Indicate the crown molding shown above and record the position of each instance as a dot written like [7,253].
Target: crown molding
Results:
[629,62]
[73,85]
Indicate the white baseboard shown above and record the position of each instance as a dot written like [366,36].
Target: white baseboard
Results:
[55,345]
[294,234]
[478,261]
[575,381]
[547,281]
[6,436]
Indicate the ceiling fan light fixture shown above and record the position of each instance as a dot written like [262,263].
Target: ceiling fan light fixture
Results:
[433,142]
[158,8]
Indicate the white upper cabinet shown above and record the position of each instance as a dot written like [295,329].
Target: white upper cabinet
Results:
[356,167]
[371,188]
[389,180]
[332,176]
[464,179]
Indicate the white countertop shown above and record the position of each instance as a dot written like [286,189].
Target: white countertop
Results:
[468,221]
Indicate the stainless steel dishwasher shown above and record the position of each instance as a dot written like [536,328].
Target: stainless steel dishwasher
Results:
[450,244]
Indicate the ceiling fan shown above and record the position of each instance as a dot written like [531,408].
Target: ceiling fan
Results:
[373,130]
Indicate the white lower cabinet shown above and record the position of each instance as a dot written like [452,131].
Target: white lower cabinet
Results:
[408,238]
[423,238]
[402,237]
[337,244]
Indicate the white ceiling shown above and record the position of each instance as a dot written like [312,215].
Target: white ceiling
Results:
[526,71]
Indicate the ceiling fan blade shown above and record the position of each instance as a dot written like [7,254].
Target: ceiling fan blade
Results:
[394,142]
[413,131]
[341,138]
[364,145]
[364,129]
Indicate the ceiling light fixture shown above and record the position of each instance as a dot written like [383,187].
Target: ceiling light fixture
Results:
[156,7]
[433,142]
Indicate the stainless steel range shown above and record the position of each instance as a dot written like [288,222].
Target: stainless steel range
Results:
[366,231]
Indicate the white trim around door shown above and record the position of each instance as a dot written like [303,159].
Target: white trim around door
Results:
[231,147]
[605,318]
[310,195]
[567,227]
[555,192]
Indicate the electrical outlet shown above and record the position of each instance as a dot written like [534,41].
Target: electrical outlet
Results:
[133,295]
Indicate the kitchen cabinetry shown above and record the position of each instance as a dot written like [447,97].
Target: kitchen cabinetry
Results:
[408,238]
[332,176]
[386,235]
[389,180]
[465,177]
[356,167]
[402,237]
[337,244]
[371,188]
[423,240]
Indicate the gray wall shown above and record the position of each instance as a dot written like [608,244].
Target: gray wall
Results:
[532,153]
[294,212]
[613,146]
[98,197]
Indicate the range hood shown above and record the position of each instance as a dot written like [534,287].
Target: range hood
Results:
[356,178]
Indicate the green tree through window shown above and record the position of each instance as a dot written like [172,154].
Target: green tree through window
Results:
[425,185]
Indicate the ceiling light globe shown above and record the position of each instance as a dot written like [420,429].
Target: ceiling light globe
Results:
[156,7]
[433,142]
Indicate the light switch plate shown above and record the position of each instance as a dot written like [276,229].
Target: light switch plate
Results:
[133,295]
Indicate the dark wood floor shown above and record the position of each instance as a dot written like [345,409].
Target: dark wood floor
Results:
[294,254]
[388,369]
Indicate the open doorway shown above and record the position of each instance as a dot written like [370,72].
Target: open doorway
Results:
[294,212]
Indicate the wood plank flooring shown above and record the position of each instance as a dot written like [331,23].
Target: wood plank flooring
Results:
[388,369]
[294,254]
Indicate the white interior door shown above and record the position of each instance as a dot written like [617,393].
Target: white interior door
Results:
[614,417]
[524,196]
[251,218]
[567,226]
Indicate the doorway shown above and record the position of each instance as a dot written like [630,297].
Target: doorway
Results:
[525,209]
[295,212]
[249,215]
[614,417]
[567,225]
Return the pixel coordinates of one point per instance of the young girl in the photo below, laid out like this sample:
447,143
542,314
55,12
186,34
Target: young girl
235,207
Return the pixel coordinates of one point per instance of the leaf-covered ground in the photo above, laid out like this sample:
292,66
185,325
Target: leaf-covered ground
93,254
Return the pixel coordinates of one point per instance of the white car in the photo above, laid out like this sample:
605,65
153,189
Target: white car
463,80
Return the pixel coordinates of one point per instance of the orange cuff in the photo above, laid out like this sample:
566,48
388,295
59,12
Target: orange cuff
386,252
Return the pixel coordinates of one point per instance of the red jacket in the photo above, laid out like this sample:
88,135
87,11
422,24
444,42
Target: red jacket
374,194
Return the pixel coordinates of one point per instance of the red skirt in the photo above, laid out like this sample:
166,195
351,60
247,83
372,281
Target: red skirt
++++++++
» WHAT YOU HAVE TO DO: Please give each line above again, word for word.

» SOLUTION FOR THIS TASK:
Indicate the crown molding shown above and record the position of each instance as a dot written like [7,253].
Target: crown molding
Results:
[629,62]
[73,85]
Indicate the white baseboard shown above and record the position of each instance as a dot written like [366,36].
Target: white baseboard
Results:
[55,345]
[294,234]
[478,261]
[575,381]
[547,281]
[6,436]
Indicate the ceiling fan light fixture shown above and record the position of each instance as a dot written like [262,263].
Target: ceiling fan light fixture
Results:
[433,142]
[158,8]
Indicate the white upper cabinet shown above and record the position of each instance as a dot written like [295,329].
Target: white upper cabinet
Results:
[356,167]
[371,188]
[389,180]
[332,176]
[464,179]
Indicate the white countertop shown above and record the position of each instance as a dot written like [286,189].
Target: white countertop
Results:
[468,221]
Indicate the stainless steel dishwasher shown above and record the position of each instance as a dot written like [536,328].
Target: stainless steel dishwasher
Results:
[450,244]
Indicate the ceiling fan shown above and record the position of each instance as a dot written like [531,408].
Target: ceiling fan
Results:
[373,130]
Indicate the white lower cabinet shown above and record the position of each instance as a dot written like [452,131].
Target: white lower cabinet
Results:
[408,238]
[423,238]
[402,237]
[337,244]
Indicate the white ceiling shown above and record the position of each instance as a dot written like [312,215].
Target: white ceiling
Results:
[526,71]
Indicate the ceiling fan blade shown above and record the position of each instance as a dot written like [7,254].
Target: ceiling fan blade
Results:
[394,142]
[413,131]
[341,138]
[364,145]
[364,129]
Indicate the ceiling light fixture shown above and record the position of each instance as a dot written like [383,187].
Target: ceiling light fixture
Results:
[156,7]
[433,142]
Indicate the stainless steel range shown above and record the position of each instance as a dot written like [288,222].
Target: stainless steel range
Results:
[366,231]
Indicate the white trim around door shown above and record the position of each instance as a dot written like [303,159].
Target: white trim around door
Results:
[231,147]
[605,318]
[310,195]
[567,227]
[555,192]
Indicate the electrical outlet shown above and record the position of each instance as a dot written like [534,41].
Target: electrical outlet
Results:
[133,295]
Indicate the kitchen cabinetry shown above and record the position of each instance as a dot written like [447,97].
Target: kitchen cabinetry
Results:
[408,238]
[332,176]
[386,235]
[389,180]
[465,177]
[356,167]
[402,237]
[337,244]
[371,188]
[423,240]
Indicate the gray wall shown above and record the position of each instance as a dot written like [608,244].
Target: gray wall
Results:
[532,153]
[294,212]
[613,146]
[98,197]
Indicate the range hood shown above and record the position of each instance as a dot written like [534,287].
Target: range hood
Results:
[356,178]
Indicate the green tree through window shown above and record the position of each instance as a dot written like [172,154].
Target: green tree through window
Results:
[425,185]
Indicate the ceiling light globe shown above and record the position of each instance as a dot written like [420,429].
Target: ceiling light globe
Results:
[156,7]
[433,142]
Indicate the light switch plate shown above and record the position of each instance as a dot written like [276,229].
Target: light switch plate
Results:
[133,295]
Indicate the dark wood floor shown above and record the position of each instance as a dot written like [345,409].
Target: dark wood floor
Results:
[294,254]
[388,369]
Indicate the open doorway shown above and record the position of each instance as a dot written like [370,72].
Target: open doorway
Results:
[294,212]
Indicate the wood plank flooring shown above and record the position of each instance as a dot written like [331,23].
Target: wood plank flooring
Results:
[388,369]
[294,254]
Indicate the white interior door shown above and record the position of each instance as a dot written like [617,393].
Target: white interior door
Results:
[614,417]
[524,196]
[251,218]
[567,226]
Indicate the doorway shown above and record the position of each instance as a dot written like [630,297].
Target: doorway
Results:
[525,209]
[295,212]
[249,215]
[614,417]
[567,225]
Return the pixel coordinates of one point per instance of the young girl in the photo below, laid out like this sample:
447,143
542,314
55,12
186,34
Target: young girl
235,207
Return the pixel coordinates of one point per instance of the leaf-covered ground in the photo above, laid out like this sample:
292,66
185,325
Target: leaf-covered ground
93,254
Return the pixel coordinates of one point per instance of the white car in the photo above, laid out like this sample:
605,65
153,189
Target: white car
463,80
Return the pixel coordinates of one point per instance of the orange cuff in the photo above, laid out like this sample:
566,48
388,295
59,12
Target: orange cuff
386,252
Return the pixel coordinates of one point per instance of the red jacket in the photo above, laid out like this sample:
88,135
87,11
422,24
444,42
Target: red jacket
374,194
Return the pixel coordinates of one point per instance of the red skirt in the photo above, laid out like this sample:
166,195
351,60
247,83
372,281
Target: red skirt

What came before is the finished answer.